▸ What needs to be done: Render only the items from the line containing "of the tail" through the end of the items, inclusive, as a two-column CSV with the headers instruction and points. Give one row per item, with its text and its answer each in a single quoted field and line breaks replaced by spaces.

▸ Items:
┌──
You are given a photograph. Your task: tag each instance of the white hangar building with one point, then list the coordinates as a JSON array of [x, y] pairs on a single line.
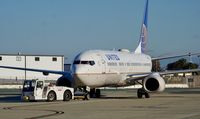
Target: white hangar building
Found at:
[[47, 62]]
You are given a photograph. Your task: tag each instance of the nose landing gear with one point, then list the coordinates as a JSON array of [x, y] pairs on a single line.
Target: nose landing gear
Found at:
[[141, 92]]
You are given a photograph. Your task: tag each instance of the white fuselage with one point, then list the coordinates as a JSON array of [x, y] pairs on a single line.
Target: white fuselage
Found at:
[[99, 68]]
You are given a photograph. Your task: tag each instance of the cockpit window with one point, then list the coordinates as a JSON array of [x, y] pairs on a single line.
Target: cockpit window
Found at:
[[84, 62], [76, 62]]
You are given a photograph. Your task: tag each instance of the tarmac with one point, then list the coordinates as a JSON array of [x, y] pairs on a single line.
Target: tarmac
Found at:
[[114, 104]]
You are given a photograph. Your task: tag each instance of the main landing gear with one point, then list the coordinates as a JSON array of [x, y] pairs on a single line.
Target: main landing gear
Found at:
[[141, 92]]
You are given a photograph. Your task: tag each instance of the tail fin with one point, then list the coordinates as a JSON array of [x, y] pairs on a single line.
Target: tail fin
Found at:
[[143, 35]]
└──
▸ Written response:
instruction,points
"You are given a photograph. Your task: tag each instance of the tail fin with one point, then list the coordinates as a JSON array of [x, y] pairs on a single line. Target: tail fin Found at:","[[143, 35]]"